== Excerpted records ==

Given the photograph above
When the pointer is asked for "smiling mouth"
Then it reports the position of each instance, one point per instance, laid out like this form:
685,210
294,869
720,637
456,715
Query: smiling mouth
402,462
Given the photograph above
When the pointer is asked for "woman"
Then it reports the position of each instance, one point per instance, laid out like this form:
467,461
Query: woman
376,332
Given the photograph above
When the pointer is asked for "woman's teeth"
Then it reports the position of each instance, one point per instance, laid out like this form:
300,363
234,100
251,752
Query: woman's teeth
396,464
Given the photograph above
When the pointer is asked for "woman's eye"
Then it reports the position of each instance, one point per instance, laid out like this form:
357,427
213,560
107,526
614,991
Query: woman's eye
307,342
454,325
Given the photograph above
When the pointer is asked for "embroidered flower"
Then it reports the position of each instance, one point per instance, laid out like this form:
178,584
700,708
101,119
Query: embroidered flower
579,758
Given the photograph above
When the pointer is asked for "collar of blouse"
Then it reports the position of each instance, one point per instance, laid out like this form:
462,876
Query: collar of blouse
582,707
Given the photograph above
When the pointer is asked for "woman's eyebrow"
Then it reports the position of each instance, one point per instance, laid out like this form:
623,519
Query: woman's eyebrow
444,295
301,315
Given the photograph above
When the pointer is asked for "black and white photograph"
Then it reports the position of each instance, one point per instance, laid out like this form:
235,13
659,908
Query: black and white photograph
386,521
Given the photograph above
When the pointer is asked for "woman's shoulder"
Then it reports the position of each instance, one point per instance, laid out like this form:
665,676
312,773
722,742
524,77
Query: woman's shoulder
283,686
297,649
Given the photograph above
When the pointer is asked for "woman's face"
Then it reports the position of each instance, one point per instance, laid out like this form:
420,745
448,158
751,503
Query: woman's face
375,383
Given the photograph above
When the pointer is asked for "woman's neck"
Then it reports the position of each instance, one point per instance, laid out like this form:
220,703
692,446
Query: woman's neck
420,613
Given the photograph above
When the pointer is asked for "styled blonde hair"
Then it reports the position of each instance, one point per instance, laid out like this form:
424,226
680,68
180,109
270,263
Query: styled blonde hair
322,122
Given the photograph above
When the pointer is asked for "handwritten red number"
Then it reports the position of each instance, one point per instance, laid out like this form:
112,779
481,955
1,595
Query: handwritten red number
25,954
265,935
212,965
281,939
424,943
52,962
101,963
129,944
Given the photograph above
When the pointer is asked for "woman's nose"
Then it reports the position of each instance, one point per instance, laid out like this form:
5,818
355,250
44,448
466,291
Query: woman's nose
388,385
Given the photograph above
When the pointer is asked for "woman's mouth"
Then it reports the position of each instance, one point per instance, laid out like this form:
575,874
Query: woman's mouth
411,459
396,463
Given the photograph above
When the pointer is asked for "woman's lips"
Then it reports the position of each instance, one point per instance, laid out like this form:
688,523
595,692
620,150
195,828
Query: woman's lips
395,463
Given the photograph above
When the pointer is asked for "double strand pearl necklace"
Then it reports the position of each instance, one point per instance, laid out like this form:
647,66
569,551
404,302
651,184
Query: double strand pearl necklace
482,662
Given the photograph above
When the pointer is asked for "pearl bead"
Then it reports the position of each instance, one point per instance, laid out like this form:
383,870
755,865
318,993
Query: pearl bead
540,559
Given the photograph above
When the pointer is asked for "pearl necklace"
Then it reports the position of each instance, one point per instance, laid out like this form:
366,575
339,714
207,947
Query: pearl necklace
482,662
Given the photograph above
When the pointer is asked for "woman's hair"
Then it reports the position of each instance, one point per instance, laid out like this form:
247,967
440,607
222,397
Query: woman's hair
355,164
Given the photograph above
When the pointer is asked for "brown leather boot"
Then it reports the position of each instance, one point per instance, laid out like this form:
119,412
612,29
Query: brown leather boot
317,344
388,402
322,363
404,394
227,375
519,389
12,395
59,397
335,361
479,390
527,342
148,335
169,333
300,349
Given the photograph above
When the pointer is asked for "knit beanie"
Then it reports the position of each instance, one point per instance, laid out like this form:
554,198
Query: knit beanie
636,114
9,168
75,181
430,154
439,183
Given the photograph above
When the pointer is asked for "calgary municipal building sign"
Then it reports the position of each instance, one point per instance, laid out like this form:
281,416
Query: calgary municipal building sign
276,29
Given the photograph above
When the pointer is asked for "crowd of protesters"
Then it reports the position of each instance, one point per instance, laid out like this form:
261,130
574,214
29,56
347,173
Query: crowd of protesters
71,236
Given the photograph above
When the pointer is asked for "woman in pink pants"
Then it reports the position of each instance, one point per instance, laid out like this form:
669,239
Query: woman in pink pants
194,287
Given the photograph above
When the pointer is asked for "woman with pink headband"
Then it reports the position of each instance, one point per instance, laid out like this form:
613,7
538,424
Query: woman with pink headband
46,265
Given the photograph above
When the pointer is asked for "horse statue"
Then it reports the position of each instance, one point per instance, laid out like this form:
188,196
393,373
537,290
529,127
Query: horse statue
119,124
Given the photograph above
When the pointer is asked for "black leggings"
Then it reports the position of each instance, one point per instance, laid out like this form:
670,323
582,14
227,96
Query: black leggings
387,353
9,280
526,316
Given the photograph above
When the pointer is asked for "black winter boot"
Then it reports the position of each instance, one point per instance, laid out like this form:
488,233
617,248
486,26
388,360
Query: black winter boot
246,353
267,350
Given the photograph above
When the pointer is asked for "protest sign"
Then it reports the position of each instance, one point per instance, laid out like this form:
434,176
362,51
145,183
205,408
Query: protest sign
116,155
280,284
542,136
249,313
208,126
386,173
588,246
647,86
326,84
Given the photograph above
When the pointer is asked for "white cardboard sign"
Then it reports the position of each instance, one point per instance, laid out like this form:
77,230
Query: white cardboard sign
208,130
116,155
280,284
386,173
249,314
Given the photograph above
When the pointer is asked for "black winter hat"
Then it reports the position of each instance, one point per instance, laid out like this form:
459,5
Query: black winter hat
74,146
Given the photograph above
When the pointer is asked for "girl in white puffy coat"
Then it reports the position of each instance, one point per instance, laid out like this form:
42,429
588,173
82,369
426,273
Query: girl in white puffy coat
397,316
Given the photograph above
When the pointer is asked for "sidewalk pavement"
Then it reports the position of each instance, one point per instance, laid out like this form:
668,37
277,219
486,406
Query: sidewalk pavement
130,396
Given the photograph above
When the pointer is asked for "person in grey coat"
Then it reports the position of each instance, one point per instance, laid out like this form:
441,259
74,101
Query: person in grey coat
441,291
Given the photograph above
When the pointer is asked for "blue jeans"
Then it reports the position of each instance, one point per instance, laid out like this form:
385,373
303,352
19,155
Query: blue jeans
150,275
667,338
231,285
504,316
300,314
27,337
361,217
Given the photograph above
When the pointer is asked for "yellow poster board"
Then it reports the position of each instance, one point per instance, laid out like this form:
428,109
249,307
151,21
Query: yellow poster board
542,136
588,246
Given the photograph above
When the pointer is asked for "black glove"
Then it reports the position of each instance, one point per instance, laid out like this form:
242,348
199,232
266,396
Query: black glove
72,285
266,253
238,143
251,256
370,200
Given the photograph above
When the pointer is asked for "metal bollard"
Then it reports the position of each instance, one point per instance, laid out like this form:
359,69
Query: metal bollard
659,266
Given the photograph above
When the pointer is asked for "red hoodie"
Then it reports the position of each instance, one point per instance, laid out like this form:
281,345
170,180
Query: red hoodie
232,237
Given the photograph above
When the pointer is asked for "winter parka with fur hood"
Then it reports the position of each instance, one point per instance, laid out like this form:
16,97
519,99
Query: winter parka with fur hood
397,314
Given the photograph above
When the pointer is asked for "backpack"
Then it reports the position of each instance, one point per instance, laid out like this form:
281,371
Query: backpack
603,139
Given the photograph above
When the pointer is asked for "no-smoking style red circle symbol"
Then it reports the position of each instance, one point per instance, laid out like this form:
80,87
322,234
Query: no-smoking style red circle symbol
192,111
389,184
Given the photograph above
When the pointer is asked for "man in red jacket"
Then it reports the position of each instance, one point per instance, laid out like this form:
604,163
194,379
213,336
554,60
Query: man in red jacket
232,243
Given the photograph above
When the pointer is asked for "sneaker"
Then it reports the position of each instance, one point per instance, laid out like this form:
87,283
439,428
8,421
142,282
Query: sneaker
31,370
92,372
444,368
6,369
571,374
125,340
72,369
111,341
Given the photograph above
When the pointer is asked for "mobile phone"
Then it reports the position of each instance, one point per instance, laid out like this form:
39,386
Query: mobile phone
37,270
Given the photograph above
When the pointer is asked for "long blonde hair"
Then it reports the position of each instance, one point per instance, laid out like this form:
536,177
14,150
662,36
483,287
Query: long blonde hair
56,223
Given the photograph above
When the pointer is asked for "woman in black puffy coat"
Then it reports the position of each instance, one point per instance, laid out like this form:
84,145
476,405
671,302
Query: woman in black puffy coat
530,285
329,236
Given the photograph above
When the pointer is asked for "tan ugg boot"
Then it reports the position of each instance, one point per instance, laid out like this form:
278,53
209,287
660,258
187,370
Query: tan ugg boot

===

• The task
Report every line of the data above that contains the string "handwritten". Case counts, so only lines with that exact capitalization qualify.

• The completed task
When the pointer is asked for "handwritten red number"
Query: handwritten red number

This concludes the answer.